* _PASSAGE GIVEN_:
· · · · ·

Dragnet Data Protection: Dilemmas of Web Scraping and Public Interest Research

  • Panel
  • Orangerie
  • Friday 22.05 — 11:50 - 13:05

Organising Institution

University College London

International

Indiscriminate scraping of data from digital environments — a new form of ‘dragnet’ data collection — has fuelled both the latest generation of AI research and practice as well as leading to widespread public controversy around extraction from the public sphere and surveillance of online communities. Universities are more important than ever when research methods are societally controversial, as they can remain able to discover and innovate by establishing and maintaining a social license. They do this through their focus on the public interest, their key educational and outreach roles, and the care and leadership in meeting regulatory and ethical obligations. Yet universities are struggling on multiple fronts to work out what their own collection and use of this data should look like. At the same time, large firms, especially content delivery networks (CDNs) such as Cloudflare and Akamai are operating bot blockers which both protect sites against unwanted commercial scraping, but hinder bone fide researchers' ability to understand, appraise, and archive the digital world. In this panel, we bring together practitioners, computational researchers and legal scholars to discuss the ways forward for ethics and legality in web scraping.

Questions to be answered

  1. How does data protection understand and apply to web scraping, and what tensions does interpreting it present?
  2. What issues are researchers facing with studying the Web due to the rise of anti-bot measures, and should bone fide research institutions be technically facilitated to scrape?
  3. Should researchers use datasets collected for AI training? Should they publish datasets, knowing they might be used this way?
  4. What safeguards in research involving scraped data should be in place, both during scraping and when the data has been gathered? What role for data rights?

Moderator

Michael Veale

UCL Faculty of Laws - International

Prof Michael Veale is Professor of Technology Law and Policy, and Vice-Dean (Education Innovation) at the Faculty of Laws, University College London. His research focusses on how to understand and address challenges of power and justice that digital technologies and their users create and exacerbate, in areas such as privacy-enhancing technologies and machine learning. This work is regularly cited by legislators, regulators and governments.

· · · · ·

* _JOB A_:
Report each line in the records below that contains the string "wall".

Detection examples
· · · · ·

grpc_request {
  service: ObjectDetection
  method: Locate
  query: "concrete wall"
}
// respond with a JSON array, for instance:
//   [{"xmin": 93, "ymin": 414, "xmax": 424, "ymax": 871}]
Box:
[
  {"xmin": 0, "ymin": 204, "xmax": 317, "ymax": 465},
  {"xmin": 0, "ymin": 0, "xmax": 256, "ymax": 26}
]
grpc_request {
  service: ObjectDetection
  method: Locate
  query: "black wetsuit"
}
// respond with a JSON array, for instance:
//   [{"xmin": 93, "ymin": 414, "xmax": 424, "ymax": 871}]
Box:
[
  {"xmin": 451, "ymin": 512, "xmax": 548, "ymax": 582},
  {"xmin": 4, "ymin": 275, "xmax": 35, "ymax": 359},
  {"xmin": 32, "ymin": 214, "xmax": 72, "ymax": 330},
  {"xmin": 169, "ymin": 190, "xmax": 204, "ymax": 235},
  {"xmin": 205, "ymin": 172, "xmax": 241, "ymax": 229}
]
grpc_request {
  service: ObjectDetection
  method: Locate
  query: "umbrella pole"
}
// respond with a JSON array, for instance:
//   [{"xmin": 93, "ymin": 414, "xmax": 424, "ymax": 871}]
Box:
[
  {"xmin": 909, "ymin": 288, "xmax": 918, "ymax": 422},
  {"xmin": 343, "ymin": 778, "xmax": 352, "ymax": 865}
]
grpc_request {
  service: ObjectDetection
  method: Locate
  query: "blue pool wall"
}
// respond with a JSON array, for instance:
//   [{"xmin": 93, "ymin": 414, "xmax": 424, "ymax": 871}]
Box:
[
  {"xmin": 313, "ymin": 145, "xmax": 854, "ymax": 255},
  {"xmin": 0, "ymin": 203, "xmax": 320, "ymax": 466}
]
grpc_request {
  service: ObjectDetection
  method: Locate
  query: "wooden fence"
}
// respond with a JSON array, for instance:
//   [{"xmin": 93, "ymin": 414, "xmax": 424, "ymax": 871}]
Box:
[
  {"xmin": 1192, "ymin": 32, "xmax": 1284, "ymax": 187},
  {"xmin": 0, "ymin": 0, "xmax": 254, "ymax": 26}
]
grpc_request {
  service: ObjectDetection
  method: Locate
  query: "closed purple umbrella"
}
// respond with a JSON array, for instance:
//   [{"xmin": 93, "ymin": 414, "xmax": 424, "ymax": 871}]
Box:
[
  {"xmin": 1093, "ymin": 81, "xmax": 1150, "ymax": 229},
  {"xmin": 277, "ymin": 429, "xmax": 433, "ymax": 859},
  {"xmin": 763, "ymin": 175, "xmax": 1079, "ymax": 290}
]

· · · · ·

* _JOB B_:
Decide whether each statement agrees with the panel description above, answering yes or no and quoting the words that settle it. (i) The panel takes place in the Orangerie. (ii) The moderator serves as Vice-Dean for Research at the Faculty of Laws. (iii) The description names Cloudflare and Akamai as operators of bot blockers.

* _FULL RESPONSE A_:
  query: "concrete wall"
  query: "blue pool wall"

* _FULL RESPONSE B_:
(i) Yes: "Orangerie"
(ii) No: "Vice-Dean (Education Innovation) at the Faculty of Laws"
(iii) Yes: "content delivery networks (CDNs) such as Cloudflare and Akamai are operating bot blockers"